# [What needs to be done]
Substitute "outline" for "segment" everywhere in the records below and reproduce them with nothing else altered. Leave the pictures out of your answer.

# [Object outline annotations]
★ ★ ★ ★ ★ ★ ★

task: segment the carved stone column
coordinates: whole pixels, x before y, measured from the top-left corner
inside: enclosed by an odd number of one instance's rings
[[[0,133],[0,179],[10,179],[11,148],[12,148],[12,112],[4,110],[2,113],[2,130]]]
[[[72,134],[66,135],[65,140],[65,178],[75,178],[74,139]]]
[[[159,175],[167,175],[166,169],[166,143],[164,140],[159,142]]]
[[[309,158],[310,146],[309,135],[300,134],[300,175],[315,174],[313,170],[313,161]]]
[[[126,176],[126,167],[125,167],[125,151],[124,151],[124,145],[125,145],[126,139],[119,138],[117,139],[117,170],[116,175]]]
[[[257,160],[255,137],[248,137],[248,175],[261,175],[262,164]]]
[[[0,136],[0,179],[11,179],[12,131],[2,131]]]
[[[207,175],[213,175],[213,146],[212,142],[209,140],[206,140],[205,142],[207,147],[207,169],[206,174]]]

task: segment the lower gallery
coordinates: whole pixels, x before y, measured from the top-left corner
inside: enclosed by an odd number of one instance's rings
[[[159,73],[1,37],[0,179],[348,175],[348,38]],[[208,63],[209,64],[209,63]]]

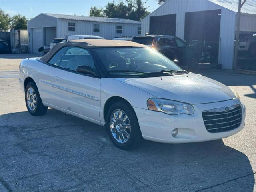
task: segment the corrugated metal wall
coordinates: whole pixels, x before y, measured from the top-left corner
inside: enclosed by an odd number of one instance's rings
[[[43,27],[56,27],[57,19],[44,14],[41,14],[28,22],[28,49],[30,52],[32,52],[32,29],[33,28],[42,28],[42,31],[44,31]],[[44,39],[43,33],[42,33],[41,44],[43,44]]]
[[[76,32],[68,32],[68,22],[76,23]],[[100,25],[100,32],[93,32],[93,24]],[[116,26],[123,26],[123,33],[117,34]],[[116,24],[100,22],[90,22],[82,21],[58,20],[57,28],[57,37],[67,37],[72,35],[92,35],[102,37],[106,39],[112,39],[116,36],[132,36],[137,35],[138,27],[140,25],[131,24]]]
[[[149,31],[150,16],[176,14],[176,36],[184,38],[185,13],[221,9],[219,62],[224,69],[232,69],[233,64],[235,13],[212,2],[204,0],[169,0],[142,21],[142,34]]]
[[[256,32],[256,15],[241,14],[240,31]]]

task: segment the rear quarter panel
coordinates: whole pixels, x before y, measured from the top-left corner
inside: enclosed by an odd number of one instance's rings
[[[26,89],[24,83],[27,78],[31,78],[36,83],[43,102],[55,105],[51,96],[53,92],[50,85],[53,67],[39,61],[37,59],[30,58],[21,62],[20,69],[21,88],[23,90]]]

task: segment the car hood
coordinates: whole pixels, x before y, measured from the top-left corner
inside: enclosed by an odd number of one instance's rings
[[[192,73],[161,77],[115,79],[137,87],[157,98],[191,104],[217,102],[236,97],[232,90],[226,85]]]

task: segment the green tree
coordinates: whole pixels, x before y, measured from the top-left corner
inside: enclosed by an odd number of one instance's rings
[[[136,0],[134,3],[131,2],[131,3],[132,3],[133,8],[132,9],[128,18],[140,21],[150,13],[148,11],[147,8],[144,7],[146,3],[145,2],[142,2],[141,0]]]
[[[14,15],[10,20],[11,28],[14,29],[27,29],[28,20],[25,16]]]
[[[10,29],[10,16],[5,14],[4,12],[0,9],[0,31],[6,31]]]
[[[92,7],[90,10],[90,16],[104,17],[102,8],[97,8],[96,7]]]
[[[158,4],[160,5],[162,3],[164,3],[164,2],[166,1],[167,0],[157,0],[158,2]]]
[[[108,3],[104,9],[92,7],[90,15],[140,21],[149,14],[145,3],[142,0],[125,0],[116,4],[113,1]]]

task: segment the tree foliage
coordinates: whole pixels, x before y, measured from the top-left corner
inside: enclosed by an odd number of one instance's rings
[[[158,0],[158,4],[160,5],[161,4],[162,4],[163,3],[164,3],[164,2],[166,1],[167,0]]]
[[[145,3],[142,0],[125,0],[116,4],[113,1],[108,3],[104,9],[91,7],[90,16],[140,21],[150,13],[145,7]]]
[[[97,8],[96,7],[92,7],[90,10],[90,16],[94,17],[104,17],[102,9]]]
[[[18,14],[10,17],[0,9],[0,31],[6,31],[11,29],[27,29],[27,22],[25,16]]]
[[[27,29],[28,20],[25,16],[14,15],[10,20],[11,28],[14,29]]]
[[[5,14],[4,12],[0,9],[0,31],[6,31],[10,29],[10,16]]]

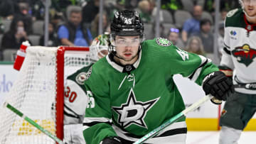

★ ★ ★ ★ ★ ★ ★

# [Final result]
task: outline the carved stone column
coordinates: whole pixels, x before y, measured from the top-left corner
inside: enclosed by an odd number of one instance's rings
[[[0,133],[0,179],[10,179],[11,148],[12,148],[12,112],[4,110],[2,113],[2,130]]]
[[[72,134],[66,135],[65,140],[65,178],[75,178],[74,139]]]
[[[159,175],[167,175],[166,169],[166,143],[164,140],[159,142]]]
[[[309,158],[310,146],[309,135],[300,134],[300,175],[315,174],[313,170],[313,161]]]
[[[126,176],[126,167],[125,167],[125,151],[124,151],[124,145],[125,145],[126,139],[119,138],[117,139],[117,170],[116,175]]]
[[[257,160],[255,137],[248,137],[248,175],[261,175],[262,164]]]
[[[0,136],[0,179],[11,179],[12,131],[2,131]]]
[[[207,175],[213,175],[213,146],[212,142],[209,140],[206,140],[205,142],[207,147],[207,169],[206,174]]]

task: outline the lower gallery
coordinates: whole pixels, x before y, measured from the top-left corner
inside: enclosed by an odd number of one instance's rings
[[[159,73],[1,37],[0,179],[348,175],[348,38]],[[208,63],[209,64],[209,63]]]

task: outline the corrugated metal wall
coordinates: whole pixels, x before y, measured from the top-left corner
inside: enclosed by an odd number of one instance's rings
[[[43,27],[56,27],[57,19],[44,14],[41,14],[28,22],[28,49],[30,52],[32,52],[32,29],[33,28],[42,28],[42,31],[44,31]],[[44,39],[43,33],[42,33],[41,44],[43,44]]]
[[[76,32],[68,32],[68,22],[76,23]],[[100,25],[100,32],[93,32],[93,24]],[[116,26],[123,26],[123,33],[117,34]],[[116,24],[100,22],[90,22],[82,21],[58,20],[57,28],[57,37],[67,37],[72,35],[92,35],[102,37],[106,39],[112,39],[116,36],[132,36],[137,35],[138,27],[140,25],[131,24]]]
[[[149,31],[150,16],[176,14],[176,36],[184,38],[185,13],[221,9],[219,62],[224,69],[232,69],[233,64],[235,13],[212,2],[204,0],[169,0],[142,21],[142,34]]]
[[[256,32],[256,15],[241,14],[240,31]]]

task: outline the rear quarter panel
coordinates: whole pixels, x before y, measured from the top-left corner
inside: enclosed by an odd number of one instance's rings
[[[26,89],[24,83],[27,78],[31,78],[36,83],[43,102],[55,105],[51,96],[53,92],[50,85],[53,67],[39,61],[37,59],[30,58],[21,62],[20,69],[21,88],[23,90]]]

task: outline the car hood
coordinates: whole pixels, x before y, measured from the top-left corner
inside: enclosed by an odd number of one instance's rings
[[[192,73],[161,77],[115,79],[137,87],[157,98],[191,104],[217,102],[236,97],[232,90],[226,85]]]

task: outline the green tree
coordinates: whole pixels, x before y, measured from the top-left corner
inside: enclosed by an odd number of one instance's rings
[[[136,0],[134,3],[131,2],[131,3],[132,3],[133,8],[132,9],[128,18],[140,21],[150,13],[148,11],[147,8],[144,7],[146,3],[145,2],[142,2],[141,0]]]
[[[14,15],[10,20],[11,28],[14,29],[27,29],[28,20],[25,16]]]
[[[10,29],[10,16],[5,14],[4,12],[0,9],[0,31],[6,31]]]
[[[92,7],[90,10],[90,16],[104,17],[102,8],[97,8],[96,7]]]
[[[158,4],[160,5],[162,3],[164,3],[164,2],[166,1],[167,0],[157,0],[158,2]]]
[[[108,3],[104,9],[92,7],[90,15],[140,21],[149,14],[145,3],[142,0],[125,0],[116,4],[113,1]]]

task: outline the tree foliage
coordinates: whole pixels, x before y, measured from the top-left corner
inside: enclosed by an odd number of one instance's rings
[[[158,0],[158,4],[160,5],[161,4],[162,4],[163,3],[164,3],[164,2],[166,1],[167,0]]]
[[[145,3],[142,0],[125,0],[116,4],[113,1],[108,3],[104,9],[91,7],[90,16],[140,21],[150,13],[145,7]]]
[[[97,8],[96,7],[92,7],[90,10],[90,16],[94,17],[104,17],[102,9]]]
[[[18,14],[10,17],[0,9],[0,31],[6,31],[11,29],[27,29],[27,22],[25,16]]]
[[[27,29],[28,20],[25,16],[14,15],[10,20],[11,28],[14,29]]]
[[[5,14],[4,12],[0,9],[0,31],[6,31],[10,29],[10,16]]]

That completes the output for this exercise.